**TASK STATEMENT:**
When the line with "spider lily cluster" turns up below, begin repeating exactly, and carry on through the line with "484, row 570."; no pictures go into the copy.

**RECORDS PROVIDED:**

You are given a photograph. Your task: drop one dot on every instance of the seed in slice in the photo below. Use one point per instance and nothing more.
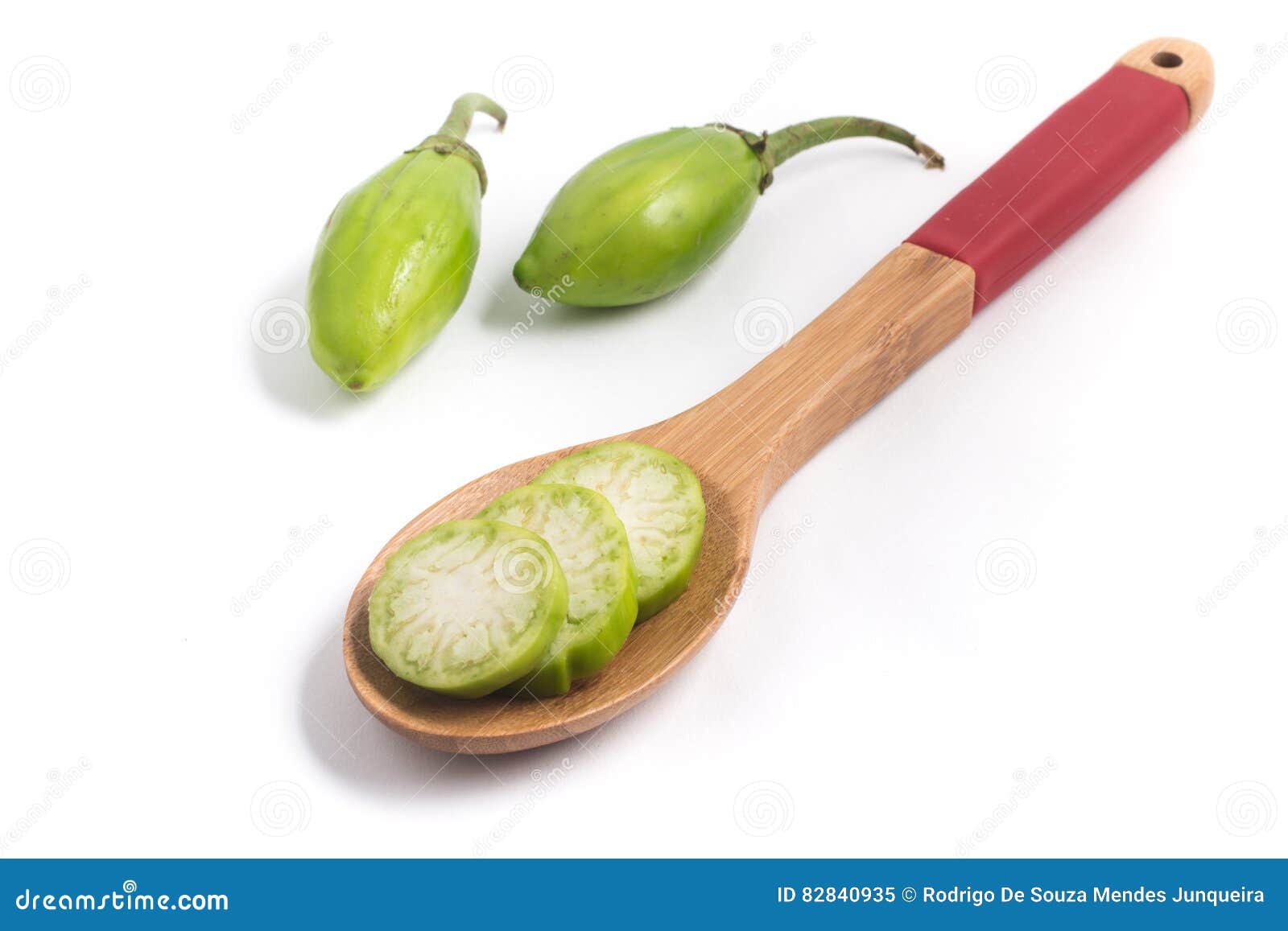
(658, 500)
(468, 607)
(592, 547)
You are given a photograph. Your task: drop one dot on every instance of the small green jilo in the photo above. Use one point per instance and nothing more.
(646, 216)
(397, 254)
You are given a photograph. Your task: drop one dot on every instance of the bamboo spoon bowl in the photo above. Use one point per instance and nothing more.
(742, 443)
(747, 439)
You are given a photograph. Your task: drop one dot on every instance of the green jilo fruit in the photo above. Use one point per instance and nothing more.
(397, 254)
(592, 547)
(660, 502)
(646, 216)
(468, 607)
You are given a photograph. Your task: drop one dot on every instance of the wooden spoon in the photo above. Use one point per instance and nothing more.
(747, 439)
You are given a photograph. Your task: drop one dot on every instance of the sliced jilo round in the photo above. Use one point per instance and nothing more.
(658, 500)
(592, 547)
(468, 607)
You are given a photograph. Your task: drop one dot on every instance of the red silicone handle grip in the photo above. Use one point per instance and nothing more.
(1056, 178)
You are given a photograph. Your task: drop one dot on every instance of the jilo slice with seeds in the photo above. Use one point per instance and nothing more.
(592, 550)
(658, 500)
(468, 607)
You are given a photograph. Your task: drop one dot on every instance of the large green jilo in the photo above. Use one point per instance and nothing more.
(397, 254)
(646, 216)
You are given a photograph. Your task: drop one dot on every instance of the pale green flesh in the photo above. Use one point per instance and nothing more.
(468, 607)
(658, 501)
(594, 554)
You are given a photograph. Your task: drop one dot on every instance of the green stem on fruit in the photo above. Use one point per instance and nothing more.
(457, 122)
(450, 138)
(774, 148)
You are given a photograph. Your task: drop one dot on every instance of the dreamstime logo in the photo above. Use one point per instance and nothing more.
(60, 299)
(1246, 809)
(543, 300)
(1266, 542)
(1005, 83)
(1026, 782)
(1266, 58)
(300, 542)
(543, 785)
(1247, 325)
(763, 325)
(764, 808)
(782, 57)
(523, 83)
(281, 808)
(280, 325)
(300, 58)
(39, 566)
(522, 566)
(782, 544)
(60, 783)
(39, 83)
(1023, 299)
(1006, 566)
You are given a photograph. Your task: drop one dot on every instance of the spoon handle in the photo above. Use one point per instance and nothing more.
(921, 295)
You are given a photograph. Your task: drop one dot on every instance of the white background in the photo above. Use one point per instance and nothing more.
(886, 688)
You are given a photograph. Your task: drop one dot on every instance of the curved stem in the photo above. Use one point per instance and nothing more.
(799, 137)
(457, 122)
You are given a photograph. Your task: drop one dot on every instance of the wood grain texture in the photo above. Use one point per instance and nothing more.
(1182, 62)
(742, 443)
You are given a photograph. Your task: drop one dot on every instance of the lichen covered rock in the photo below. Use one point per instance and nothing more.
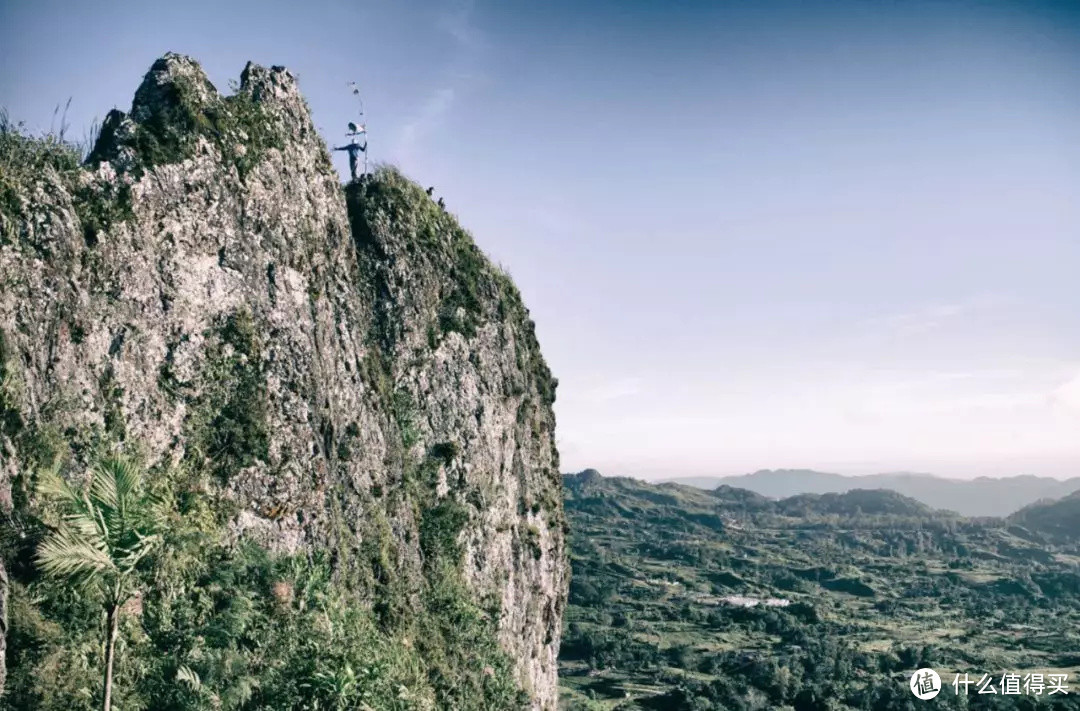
(350, 367)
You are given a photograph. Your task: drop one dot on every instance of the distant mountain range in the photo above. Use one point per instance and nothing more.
(975, 497)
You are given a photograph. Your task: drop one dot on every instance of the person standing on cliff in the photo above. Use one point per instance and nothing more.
(354, 147)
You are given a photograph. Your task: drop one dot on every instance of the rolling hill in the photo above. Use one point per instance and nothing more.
(976, 497)
(690, 600)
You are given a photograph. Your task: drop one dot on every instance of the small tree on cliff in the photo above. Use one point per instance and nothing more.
(105, 530)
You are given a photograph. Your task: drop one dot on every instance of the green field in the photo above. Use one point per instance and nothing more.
(687, 599)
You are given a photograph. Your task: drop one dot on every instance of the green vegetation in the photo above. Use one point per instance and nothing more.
(23, 161)
(683, 599)
(228, 427)
(104, 533)
(200, 621)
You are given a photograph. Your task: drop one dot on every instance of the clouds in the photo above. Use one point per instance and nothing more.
(934, 317)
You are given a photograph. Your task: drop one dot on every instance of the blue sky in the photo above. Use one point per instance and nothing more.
(832, 235)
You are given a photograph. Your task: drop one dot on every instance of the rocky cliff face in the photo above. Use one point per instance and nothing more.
(343, 361)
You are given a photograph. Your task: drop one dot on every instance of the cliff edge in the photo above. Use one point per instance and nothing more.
(352, 374)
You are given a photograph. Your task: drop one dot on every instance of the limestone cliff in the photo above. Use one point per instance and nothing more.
(205, 287)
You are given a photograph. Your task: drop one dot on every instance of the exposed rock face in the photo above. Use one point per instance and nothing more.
(207, 290)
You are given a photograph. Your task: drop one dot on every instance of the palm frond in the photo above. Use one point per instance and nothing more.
(67, 554)
(52, 485)
(188, 676)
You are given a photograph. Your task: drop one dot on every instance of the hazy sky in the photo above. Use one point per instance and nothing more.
(753, 235)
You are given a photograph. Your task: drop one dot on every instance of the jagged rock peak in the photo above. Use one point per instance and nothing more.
(347, 366)
(177, 112)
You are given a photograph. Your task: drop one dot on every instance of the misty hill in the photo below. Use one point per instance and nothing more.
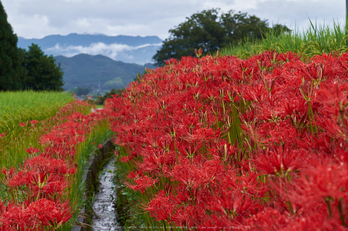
(129, 49)
(98, 72)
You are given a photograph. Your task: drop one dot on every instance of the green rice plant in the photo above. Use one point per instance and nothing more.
(316, 40)
(24, 117)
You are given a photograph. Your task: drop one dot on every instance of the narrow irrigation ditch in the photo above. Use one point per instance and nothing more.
(97, 177)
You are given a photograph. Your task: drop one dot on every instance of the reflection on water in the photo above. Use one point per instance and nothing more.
(105, 215)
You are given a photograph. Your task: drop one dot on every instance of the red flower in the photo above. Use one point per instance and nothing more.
(32, 150)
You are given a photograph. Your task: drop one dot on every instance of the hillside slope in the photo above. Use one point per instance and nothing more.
(90, 71)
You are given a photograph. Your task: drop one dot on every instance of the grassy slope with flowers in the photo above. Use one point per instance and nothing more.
(42, 194)
(255, 144)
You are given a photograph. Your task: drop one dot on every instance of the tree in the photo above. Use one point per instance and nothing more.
(43, 73)
(211, 32)
(12, 74)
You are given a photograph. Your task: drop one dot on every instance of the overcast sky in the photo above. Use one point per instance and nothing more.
(39, 18)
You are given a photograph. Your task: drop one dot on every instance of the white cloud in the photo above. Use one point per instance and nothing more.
(38, 18)
(112, 50)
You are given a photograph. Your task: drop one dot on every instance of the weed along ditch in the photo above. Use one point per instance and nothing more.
(99, 212)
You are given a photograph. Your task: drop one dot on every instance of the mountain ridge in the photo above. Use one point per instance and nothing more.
(128, 49)
(98, 72)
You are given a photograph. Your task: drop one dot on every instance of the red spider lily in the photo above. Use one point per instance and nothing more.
(216, 127)
(22, 124)
(33, 122)
(141, 183)
(32, 150)
(280, 161)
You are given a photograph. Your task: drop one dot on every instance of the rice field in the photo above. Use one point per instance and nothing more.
(21, 117)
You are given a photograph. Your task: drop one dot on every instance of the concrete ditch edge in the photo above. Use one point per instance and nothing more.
(90, 177)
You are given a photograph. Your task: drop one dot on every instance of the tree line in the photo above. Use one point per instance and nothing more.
(212, 30)
(22, 69)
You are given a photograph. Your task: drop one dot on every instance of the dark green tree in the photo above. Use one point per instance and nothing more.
(12, 74)
(210, 31)
(43, 72)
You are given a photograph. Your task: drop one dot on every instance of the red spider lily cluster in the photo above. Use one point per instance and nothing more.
(37, 191)
(257, 144)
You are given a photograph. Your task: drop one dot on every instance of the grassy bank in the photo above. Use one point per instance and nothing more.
(318, 39)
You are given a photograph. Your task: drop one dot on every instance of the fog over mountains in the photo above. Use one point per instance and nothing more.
(128, 49)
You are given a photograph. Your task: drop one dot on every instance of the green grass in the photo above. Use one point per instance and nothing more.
(318, 39)
(17, 107)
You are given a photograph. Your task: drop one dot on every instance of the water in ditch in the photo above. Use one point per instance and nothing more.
(103, 206)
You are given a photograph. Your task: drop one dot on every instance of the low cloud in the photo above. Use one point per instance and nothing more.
(114, 51)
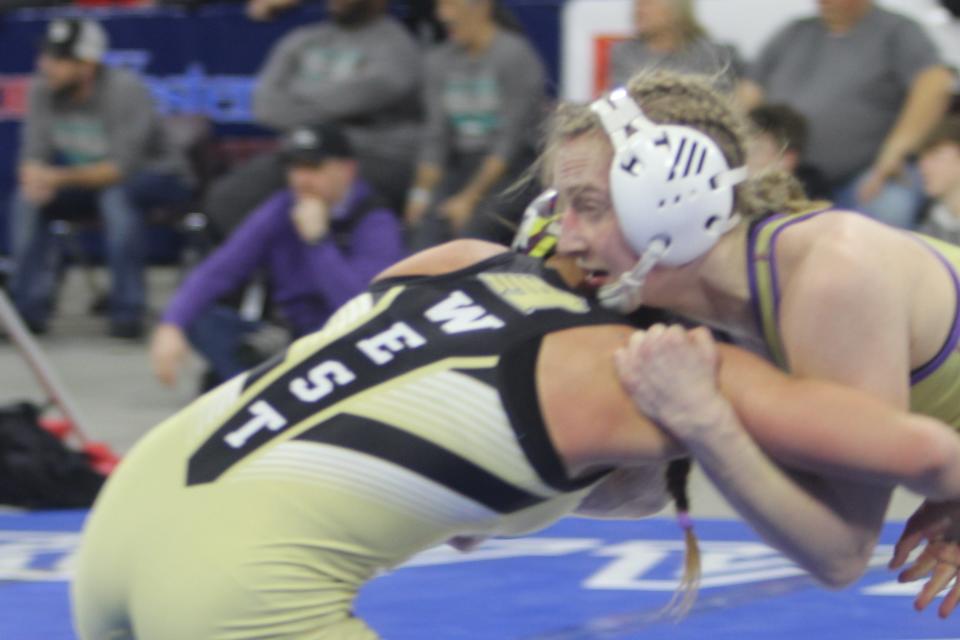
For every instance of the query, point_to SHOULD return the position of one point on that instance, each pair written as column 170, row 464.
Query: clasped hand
column 670, row 373
column 939, row 524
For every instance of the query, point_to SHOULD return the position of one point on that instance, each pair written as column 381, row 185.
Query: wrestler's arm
column 828, row 429
column 671, row 376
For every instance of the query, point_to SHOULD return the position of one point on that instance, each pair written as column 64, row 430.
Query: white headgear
column 671, row 188
column 667, row 182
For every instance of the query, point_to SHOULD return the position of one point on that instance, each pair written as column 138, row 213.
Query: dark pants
column 218, row 335
column 121, row 208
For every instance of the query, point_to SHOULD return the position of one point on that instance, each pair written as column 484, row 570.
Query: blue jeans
column 898, row 203
column 218, row 334
column 122, row 208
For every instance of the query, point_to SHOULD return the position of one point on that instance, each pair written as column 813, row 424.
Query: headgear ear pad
column 667, row 182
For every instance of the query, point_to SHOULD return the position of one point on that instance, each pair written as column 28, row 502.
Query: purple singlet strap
column 950, row 344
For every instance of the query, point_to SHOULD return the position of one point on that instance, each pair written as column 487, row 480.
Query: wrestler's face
column 940, row 168
column 589, row 229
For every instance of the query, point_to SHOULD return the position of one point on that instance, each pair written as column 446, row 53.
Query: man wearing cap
column 92, row 140
column 320, row 241
column 360, row 69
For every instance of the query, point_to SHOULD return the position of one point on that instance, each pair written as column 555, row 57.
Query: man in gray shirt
column 360, row 70
column 91, row 141
column 871, row 86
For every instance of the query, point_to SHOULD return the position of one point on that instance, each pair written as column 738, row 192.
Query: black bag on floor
column 37, row 469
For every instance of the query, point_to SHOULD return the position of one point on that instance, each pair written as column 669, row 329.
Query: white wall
column 745, row 23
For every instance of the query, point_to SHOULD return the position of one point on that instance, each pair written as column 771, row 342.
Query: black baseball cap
column 313, row 145
column 76, row 39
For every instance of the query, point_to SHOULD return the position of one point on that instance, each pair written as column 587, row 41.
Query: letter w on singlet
column 459, row 314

**EXERCISE RESPONSE:**
You are given a photograph. Your task: drop one dot on every instance of the red spider lily cluster in the photo above. Use one point per instance and nothing more.
(37, 191)
(257, 144)
You are given a photograph. Your task: drop one dot on every instance of the grassy bank in the photo above. Use one point per instance and nothing more.
(318, 39)
You are given a photograph. Your task: drop one dot on every instance of the fog over mountains in the photo above. Use one point per instance and nothing more.
(128, 49)
You are given a photograph. Your task: drop one dot on every instance of the green grass in the photo above. Use one point per instance and nothing more.
(318, 39)
(17, 107)
You are given a photograph. Your task: drop one dot on every instance of the water in ditch in the photo above. Use one point per instance and nothing more.
(103, 206)
You are given a photograph. Your task: drop one dot on every instance of the low cloud in the photo above. Use one point per instance and nothing more.
(114, 51)
For every instance of the query, point_to SHOULD return the position of one point on that instance, each pair written as column 170, row 464.
Query: clasped hand
column 670, row 373
column 939, row 524
For every instance of the query, point_to SHOULD return the position of one point on that instance, each pair written as column 381, row 185.
Query: wrestler's arm
column 828, row 429
column 671, row 376
For every instance of the query, point_to SHOULD return the position of one point on that instance, each pair written as column 64, row 430.
Query: white headgear
column 671, row 188
column 667, row 182
For every instance of the query, point_to SHOULD return the position of one point on that instance, each pair written as column 138, row 213.
Query: dark pants
column 218, row 335
column 121, row 208
For every instance of the query, point_to SHOULD return the position of one point on that instance, each pair written as column 484, row 570.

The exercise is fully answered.